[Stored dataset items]
+ + +

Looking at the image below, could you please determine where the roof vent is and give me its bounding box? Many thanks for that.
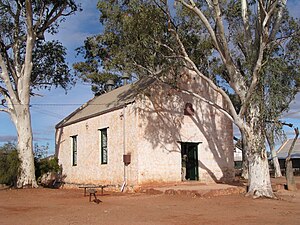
[122,73,130,85]
[105,79,115,92]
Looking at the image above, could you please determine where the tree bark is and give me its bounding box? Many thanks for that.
[241,132,249,180]
[285,128,299,191]
[241,97,275,198]
[13,104,38,188]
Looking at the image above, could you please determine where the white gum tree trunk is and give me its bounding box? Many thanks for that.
[13,105,37,188]
[243,101,275,198]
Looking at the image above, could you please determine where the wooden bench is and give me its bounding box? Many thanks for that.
[79,185,109,196]
[88,189,98,202]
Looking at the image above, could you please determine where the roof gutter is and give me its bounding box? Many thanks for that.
[55,100,135,129]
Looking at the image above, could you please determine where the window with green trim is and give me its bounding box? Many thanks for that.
[71,135,77,166]
[100,128,108,164]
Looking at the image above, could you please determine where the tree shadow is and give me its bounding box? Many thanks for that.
[132,74,234,182]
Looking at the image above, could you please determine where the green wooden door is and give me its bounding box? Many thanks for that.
[181,143,199,180]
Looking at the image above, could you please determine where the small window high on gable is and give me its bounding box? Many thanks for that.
[184,102,195,116]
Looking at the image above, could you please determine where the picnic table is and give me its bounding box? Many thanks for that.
[79,184,109,196]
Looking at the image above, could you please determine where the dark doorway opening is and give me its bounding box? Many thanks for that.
[181,142,199,181]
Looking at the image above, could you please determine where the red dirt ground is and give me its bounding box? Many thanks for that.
[0,181,300,225]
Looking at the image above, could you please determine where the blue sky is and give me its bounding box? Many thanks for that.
[0,0,300,154]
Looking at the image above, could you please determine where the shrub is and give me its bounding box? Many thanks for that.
[0,143,20,186]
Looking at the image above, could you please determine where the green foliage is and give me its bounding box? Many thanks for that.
[0,0,79,94]
[0,143,20,186]
[31,41,75,89]
[74,0,300,123]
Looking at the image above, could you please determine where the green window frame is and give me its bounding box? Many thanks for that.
[100,128,108,164]
[71,135,77,166]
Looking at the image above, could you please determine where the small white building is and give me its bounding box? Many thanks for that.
[56,74,234,187]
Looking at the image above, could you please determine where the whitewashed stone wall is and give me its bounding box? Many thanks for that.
[56,75,234,186]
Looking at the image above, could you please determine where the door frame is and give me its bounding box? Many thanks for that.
[180,142,201,181]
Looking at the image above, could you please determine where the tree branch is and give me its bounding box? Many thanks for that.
[0,53,18,100]
[241,0,252,51]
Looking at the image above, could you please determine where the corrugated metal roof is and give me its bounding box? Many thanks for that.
[56,78,155,128]
[277,139,300,159]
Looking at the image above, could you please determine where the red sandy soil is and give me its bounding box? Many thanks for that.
[0,181,300,225]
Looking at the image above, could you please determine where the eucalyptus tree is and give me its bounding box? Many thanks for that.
[77,0,299,197]
[0,0,78,187]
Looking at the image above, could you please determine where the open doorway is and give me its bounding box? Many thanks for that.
[181,142,199,181]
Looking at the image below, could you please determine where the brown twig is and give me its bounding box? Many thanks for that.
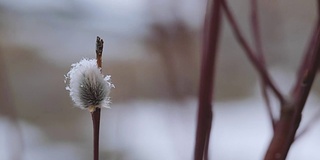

+ + +

Problem statement.
Could you quote all of the data above word for word, omitting the pictures from your reply?

Complete answer.
Looking at the image below, could you please determine where the roof vent is and give me its bounding box? Many thanks for that.
[122,73,130,85]
[105,79,115,92]
Looking at the image above, could you please determine where the tree bark is and give me its bounding box? Many thanks for that.
[241,132,249,180]
[285,128,299,191]
[241,97,275,198]
[13,104,38,188]
Looking at the image above, could you please determine where the white gum tree trunk is and give me its bounding box? Many thanks for that.
[13,105,37,188]
[243,101,275,198]
Looking at the image above, could you please determine where the wooden bench is and give me its bounding box? Many thanks for that.
[79,185,109,196]
[88,189,98,202]
Looking at the image above, could you please determine where the roof gutter is and give me its bounding box? Many thanks for that.
[55,100,135,129]
Looking at the image above, could you please determine where the window with green trim is and give me its bounding box? Many thanks for that.
[71,135,77,166]
[100,128,108,164]
Looking at the image above, could you please determine where the tree shadow is and give me its bounding box? Many thanks for that.
[132,74,234,182]
Looking at the image above, could you please determine where the green wooden door is and give me its bounding box? Many thanks for that.
[181,143,199,180]
Looking at the image above, could you please determine where the small window high on gable is and give me its bounding box? Many thanks for that.
[184,102,195,116]
Looking at the image above, could you please determine where the picnic table is and give me its bounding box? Many thanks for that.
[79,184,109,196]
Looking at the image above, could you please determine where the dark doorway opening is and give me its bounding box? Many thanks for that.
[181,142,199,181]
Looking at the image above, could you please determine where the red dirt ground is and give me its bounding box? Many thanks for that.
[0,181,300,225]
Looking at the image above, could you please determine where the blue sky is and give me its bounding box? Many thanks for that.
[0,0,300,154]
Looking at the image above, could you please determine where the shrub is and give me its bounding box? Many thanks for that.
[0,143,20,186]
Looking at the image above, could you please determine where the green foliage is and give me its bounding box? Many thanks for that.
[0,0,79,94]
[0,143,20,186]
[31,41,75,89]
[74,0,300,123]
Looking at the image above, could you please determine where the green window frame is and give me its bounding box? Many thanks for that.
[100,128,108,164]
[71,135,77,166]
Looking at the image above, could you please determine where the small white building is and give me its bounding box? Many thanks for that.
[56,74,234,187]
Looking at the image above, could you please determine where the whitewashed stone wall is and give me its bounding box? Many thanks for that.
[56,75,234,186]
Looking at the image above, could you please determine where the door frame is and give me its bounding box? Many thanks for that.
[180,142,201,181]
Looking at the image above, could you please determine where the tree branch is and give me its bounding box? Many thanks for that.
[0,53,18,100]
[241,0,252,51]
Looking at the image above, could you please determine where the corrugated metal roof is and give me its bounding box? Many thanks for that.
[56,78,155,128]
[277,139,300,159]
Looking at the image above, could you please determine where the red sandy soil is and give me its bounding box? Many thanks for that.
[0,181,300,225]
Looking at the image above, could you please determine where the eucalyptus tree is and give me its bounding box? Many thanks for that.
[77,0,299,197]
[0,0,78,187]
Looking at the image above, could you please determine where the open doorway is and give me its bounding box? Many thanks for that.
[181,142,199,181]
Looking at the image below, could you please determine where the brown twig is and give me its bounding box? Many thanks for that.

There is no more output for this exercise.